> Exercício proposto 1:
Transcreva do texto sobre a ficção de Saramago o trecho que começa em "O filho primogênito" e termina em "de forma inusitada.".
> Exercício proposto 2:
No texto sobre a ficção de Saramago, por qual motivo Caim matou o irmão Abel?

> Fonte:
A história de ficção, escrita por Saramago, tem o propósito de instigar o leitor sobre um tema polêmico e de difícil conclusão.
O primeiro criminoso
A autor usa a sua capacidade narrativa e criatividade para desenvolver um drama, baseado no Velho Testamento, que coloca o primeiro criminoso da história, como protagonista e questionador dos desígnios de Deus.
O filho primogênito de Adão e Eva, Caim, matou o irmão, Abel, por ciúme e tornou-se um andarilho a testemunhar acontecimentos, relatados como castigos do Criador.
Sodoma e Gomorra, Torre de Babel, Arca de Noé, e o testemunho de fé de Abraão ao levar o filho, Isaac, para o sacrifício, são alguns das indagações de Saramago.
Destruir Sodoma e Gomorra sem poupar as crianças e os justos; impedir a construção da Torre de Babel sabendo que de nada adiantaria construí-la; e encomendar a Noé uma Arca para boiar no dilúvio e repovoar o mundo são histórias do Velho Testamento, narradas de forma inusitada.
Subjetividade e comunicação
Não bastassem os questionamentos bíblicos, Saramago dá uma pincelada nas relações pessoais.
“Por baixo das palavras que dizes percebo que há outras que calas.”
“Diz-se então que o asno é teimoso como um burro quando afinal do que se trata é de um problema de comunicação, como muitas vezes sucede entre os humanos.”
O castigo
O autor resume parte dos questionamentos em um diálogo entre Caim e Lilith.

> Listagem exibida:
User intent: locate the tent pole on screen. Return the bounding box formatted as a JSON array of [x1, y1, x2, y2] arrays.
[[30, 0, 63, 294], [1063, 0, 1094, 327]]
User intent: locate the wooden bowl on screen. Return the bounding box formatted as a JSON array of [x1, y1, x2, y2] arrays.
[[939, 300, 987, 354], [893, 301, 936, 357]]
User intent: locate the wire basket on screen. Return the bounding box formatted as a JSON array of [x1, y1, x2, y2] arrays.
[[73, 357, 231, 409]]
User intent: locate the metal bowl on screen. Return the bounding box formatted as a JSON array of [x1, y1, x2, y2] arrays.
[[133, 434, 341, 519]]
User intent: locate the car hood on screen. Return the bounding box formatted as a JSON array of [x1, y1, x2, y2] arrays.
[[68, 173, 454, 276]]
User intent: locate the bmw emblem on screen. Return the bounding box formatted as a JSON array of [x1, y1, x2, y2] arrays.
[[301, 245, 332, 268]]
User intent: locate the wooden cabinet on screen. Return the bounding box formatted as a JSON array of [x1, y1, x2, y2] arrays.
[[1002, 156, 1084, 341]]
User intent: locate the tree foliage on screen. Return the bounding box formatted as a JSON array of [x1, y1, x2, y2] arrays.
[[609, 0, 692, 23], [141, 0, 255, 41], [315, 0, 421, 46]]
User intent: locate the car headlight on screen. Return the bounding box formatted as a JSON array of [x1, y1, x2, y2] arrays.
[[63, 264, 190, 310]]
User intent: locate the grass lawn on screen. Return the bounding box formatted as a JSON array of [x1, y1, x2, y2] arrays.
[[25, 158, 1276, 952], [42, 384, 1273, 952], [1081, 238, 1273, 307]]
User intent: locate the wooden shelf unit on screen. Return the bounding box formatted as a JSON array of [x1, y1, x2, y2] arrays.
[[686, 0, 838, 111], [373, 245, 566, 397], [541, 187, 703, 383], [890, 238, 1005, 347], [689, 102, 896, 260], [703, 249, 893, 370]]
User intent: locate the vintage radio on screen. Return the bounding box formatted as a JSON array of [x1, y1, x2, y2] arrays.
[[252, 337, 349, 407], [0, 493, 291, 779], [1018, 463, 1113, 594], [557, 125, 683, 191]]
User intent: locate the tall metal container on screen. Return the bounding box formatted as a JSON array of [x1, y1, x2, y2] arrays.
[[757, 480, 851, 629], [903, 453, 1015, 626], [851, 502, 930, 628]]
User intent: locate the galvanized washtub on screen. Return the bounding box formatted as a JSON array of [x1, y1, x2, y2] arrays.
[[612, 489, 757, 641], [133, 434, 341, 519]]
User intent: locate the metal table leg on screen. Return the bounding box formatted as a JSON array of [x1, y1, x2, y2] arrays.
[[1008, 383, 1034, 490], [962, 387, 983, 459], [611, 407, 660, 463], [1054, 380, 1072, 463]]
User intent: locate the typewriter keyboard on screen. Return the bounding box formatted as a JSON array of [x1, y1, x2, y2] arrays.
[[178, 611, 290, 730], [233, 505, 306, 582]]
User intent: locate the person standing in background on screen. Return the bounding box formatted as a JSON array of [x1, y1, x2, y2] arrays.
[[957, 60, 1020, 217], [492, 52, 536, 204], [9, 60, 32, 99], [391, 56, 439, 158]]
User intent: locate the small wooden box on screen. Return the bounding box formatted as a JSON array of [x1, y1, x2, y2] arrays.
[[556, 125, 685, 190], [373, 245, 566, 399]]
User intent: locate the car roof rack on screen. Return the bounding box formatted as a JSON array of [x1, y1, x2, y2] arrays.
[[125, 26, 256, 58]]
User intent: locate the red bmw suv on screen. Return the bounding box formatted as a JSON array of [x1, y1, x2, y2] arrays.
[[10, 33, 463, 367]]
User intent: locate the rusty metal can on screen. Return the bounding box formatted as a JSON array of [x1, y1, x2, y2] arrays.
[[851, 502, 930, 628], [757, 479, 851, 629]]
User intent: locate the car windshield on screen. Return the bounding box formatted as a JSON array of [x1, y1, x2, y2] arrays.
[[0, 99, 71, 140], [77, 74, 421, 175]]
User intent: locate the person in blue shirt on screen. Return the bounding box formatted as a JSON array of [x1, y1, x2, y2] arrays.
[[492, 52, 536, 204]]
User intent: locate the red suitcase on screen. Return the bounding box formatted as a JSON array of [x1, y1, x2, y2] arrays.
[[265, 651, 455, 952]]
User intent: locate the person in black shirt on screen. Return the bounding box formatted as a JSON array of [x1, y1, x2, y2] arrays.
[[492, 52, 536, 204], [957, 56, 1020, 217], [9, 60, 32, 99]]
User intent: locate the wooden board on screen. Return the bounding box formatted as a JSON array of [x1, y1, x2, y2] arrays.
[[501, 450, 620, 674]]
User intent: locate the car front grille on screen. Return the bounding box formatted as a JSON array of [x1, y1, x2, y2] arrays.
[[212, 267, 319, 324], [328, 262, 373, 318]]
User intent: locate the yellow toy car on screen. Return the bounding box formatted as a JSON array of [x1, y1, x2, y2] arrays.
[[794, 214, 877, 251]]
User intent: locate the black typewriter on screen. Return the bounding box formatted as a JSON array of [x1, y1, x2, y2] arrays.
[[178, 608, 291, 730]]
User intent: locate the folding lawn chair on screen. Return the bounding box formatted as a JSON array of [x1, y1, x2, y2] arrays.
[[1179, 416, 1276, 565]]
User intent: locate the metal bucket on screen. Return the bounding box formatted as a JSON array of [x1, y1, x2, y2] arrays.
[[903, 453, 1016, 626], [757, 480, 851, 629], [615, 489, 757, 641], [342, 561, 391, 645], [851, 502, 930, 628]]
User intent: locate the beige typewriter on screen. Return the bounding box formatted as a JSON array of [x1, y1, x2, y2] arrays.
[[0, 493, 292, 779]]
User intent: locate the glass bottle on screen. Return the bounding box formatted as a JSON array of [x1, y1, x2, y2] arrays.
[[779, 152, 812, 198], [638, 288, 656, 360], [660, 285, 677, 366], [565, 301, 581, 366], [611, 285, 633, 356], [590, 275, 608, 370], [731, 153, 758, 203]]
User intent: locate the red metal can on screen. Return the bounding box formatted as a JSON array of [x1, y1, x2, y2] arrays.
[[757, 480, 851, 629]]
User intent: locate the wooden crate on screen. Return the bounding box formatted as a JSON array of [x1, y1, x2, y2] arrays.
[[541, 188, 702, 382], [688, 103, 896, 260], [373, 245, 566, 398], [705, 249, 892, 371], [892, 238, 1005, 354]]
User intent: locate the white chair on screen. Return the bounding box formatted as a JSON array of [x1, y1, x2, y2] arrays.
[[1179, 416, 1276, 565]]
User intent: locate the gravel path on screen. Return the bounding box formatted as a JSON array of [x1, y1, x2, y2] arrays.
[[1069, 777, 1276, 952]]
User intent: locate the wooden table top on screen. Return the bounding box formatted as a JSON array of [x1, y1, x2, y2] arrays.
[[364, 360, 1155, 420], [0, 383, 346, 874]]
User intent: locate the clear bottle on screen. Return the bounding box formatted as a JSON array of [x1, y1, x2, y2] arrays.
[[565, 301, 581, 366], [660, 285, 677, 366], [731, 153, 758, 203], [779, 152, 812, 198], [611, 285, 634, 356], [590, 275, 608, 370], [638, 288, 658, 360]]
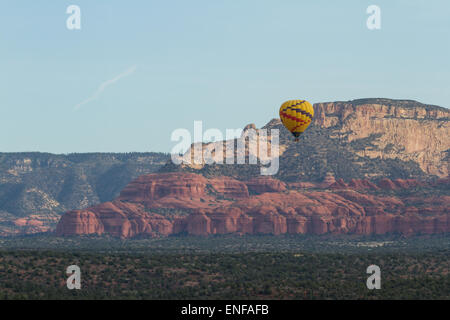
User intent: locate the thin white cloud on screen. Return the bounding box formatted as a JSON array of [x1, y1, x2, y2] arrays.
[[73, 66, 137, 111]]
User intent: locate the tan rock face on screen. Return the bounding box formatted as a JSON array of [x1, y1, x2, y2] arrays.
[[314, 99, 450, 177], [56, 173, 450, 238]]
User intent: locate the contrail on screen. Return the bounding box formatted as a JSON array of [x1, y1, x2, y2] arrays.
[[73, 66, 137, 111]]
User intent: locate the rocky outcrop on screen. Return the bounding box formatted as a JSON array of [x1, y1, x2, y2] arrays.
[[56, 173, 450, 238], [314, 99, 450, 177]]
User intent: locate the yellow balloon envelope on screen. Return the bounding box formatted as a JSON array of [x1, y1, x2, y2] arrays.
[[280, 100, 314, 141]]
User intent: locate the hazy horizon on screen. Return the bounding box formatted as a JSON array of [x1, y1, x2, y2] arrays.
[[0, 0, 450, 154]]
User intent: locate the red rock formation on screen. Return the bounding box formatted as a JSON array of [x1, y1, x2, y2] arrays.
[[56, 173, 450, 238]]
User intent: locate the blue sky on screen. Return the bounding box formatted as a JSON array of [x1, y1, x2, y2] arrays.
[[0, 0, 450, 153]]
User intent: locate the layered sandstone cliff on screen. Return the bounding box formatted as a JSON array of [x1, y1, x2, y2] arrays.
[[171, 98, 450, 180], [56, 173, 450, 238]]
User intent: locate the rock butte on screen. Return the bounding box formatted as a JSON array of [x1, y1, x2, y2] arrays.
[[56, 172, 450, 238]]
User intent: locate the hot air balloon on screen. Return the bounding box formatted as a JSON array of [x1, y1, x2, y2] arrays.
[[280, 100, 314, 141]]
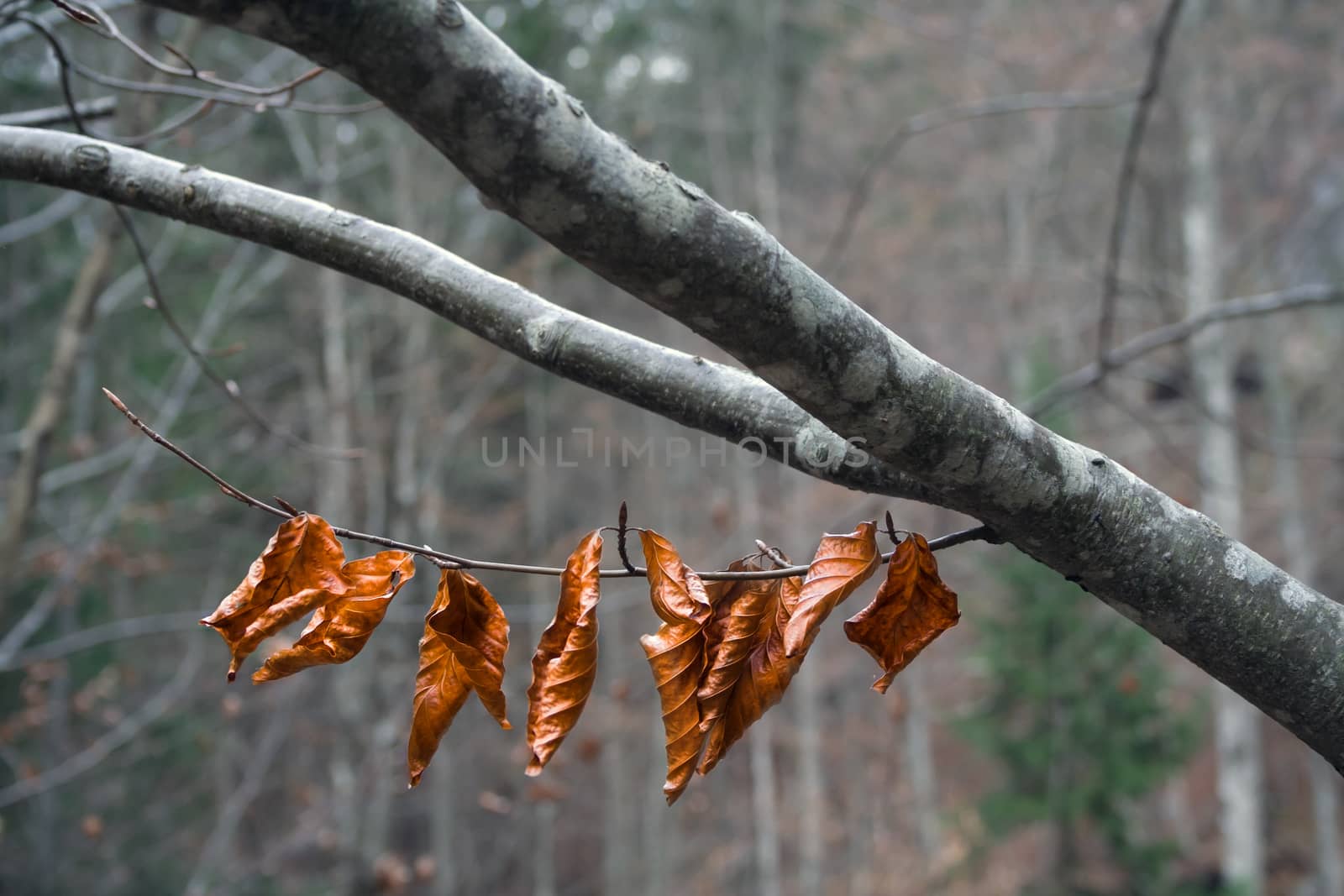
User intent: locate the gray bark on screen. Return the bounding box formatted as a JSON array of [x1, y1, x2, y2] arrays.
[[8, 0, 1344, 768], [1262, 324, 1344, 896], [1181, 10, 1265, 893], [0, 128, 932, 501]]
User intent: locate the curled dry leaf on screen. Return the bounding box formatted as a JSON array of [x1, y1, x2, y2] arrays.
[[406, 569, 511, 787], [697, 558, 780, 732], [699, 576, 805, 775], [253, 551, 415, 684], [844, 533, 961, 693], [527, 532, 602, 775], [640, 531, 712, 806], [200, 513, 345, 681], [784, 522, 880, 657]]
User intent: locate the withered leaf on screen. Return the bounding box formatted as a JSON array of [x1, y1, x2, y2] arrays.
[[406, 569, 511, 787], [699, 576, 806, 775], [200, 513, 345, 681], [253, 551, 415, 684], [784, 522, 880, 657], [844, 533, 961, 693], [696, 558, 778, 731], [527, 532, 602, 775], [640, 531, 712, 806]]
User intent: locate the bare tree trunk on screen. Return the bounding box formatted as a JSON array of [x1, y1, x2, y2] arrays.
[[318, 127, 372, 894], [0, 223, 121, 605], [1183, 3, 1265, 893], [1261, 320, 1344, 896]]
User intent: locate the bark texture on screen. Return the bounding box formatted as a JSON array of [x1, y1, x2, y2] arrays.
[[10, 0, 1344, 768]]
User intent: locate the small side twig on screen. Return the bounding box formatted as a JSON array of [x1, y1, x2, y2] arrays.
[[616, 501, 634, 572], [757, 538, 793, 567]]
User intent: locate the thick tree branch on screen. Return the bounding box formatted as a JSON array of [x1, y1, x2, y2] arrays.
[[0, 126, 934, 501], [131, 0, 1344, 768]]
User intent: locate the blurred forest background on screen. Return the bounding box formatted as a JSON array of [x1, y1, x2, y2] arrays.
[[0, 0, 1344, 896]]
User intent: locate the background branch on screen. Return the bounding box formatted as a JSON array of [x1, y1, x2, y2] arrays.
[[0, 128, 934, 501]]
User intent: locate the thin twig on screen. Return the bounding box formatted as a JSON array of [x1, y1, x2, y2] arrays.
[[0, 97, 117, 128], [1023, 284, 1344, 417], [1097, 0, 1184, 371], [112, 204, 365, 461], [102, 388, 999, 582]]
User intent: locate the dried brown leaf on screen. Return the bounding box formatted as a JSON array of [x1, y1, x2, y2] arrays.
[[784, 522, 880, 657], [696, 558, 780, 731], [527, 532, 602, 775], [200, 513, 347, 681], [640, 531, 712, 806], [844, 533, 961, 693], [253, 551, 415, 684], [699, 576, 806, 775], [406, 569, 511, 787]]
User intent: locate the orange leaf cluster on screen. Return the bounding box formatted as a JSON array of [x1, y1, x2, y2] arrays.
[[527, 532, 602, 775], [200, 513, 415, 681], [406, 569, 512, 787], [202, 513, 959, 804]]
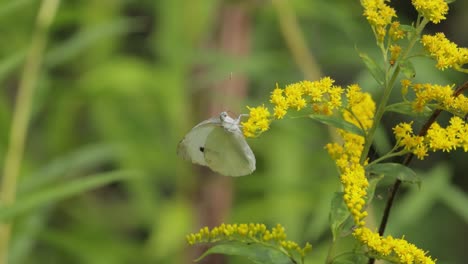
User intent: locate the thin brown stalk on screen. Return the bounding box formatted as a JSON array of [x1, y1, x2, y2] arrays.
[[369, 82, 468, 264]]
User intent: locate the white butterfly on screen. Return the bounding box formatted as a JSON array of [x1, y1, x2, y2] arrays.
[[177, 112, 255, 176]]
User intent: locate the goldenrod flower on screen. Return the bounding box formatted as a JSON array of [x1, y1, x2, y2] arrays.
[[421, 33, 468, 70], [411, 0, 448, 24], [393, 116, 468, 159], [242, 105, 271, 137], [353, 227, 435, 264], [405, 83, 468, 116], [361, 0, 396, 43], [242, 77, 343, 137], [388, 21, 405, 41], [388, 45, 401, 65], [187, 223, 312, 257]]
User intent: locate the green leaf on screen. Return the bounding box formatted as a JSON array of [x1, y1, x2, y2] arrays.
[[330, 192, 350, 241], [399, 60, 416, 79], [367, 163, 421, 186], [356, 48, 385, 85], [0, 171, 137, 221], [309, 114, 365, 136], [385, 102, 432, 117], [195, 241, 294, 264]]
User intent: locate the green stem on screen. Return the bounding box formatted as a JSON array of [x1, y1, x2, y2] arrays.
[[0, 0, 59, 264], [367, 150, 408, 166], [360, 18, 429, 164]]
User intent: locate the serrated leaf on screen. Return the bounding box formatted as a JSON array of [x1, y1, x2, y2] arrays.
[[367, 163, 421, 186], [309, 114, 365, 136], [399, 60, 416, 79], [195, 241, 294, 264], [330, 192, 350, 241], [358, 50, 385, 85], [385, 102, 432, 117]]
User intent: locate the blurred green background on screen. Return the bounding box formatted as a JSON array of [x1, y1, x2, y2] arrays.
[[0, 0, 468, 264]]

> Resposta do exercício 1:
O filho primogênito de Adão e Eva, Caim, matou o irmão, Abel, por ciúme e tornou-se um andarilho a testemunhar acontecimentos, relatados como castigos do Criador.
Sodoma e Gomorra, Torre de Babel, Arca de Noé, e o testemunho de fé de Abraão ao levar o filho, Isaac, para o sacrifício, são alguns das indagações de Saramago.
Destruir Sodoma e Gomorra sem poupar as crianças e os justos; impedir a construção da Torre de Babel sabendo que de nada adiantaria construí-la; e encomendar a Noé uma Arca para boiar no dilúvio e repovoar o mundo são histórias do Velho Testamento, narradas de forma inusitada.

> Resposta do exercício 2:
Por ciúme.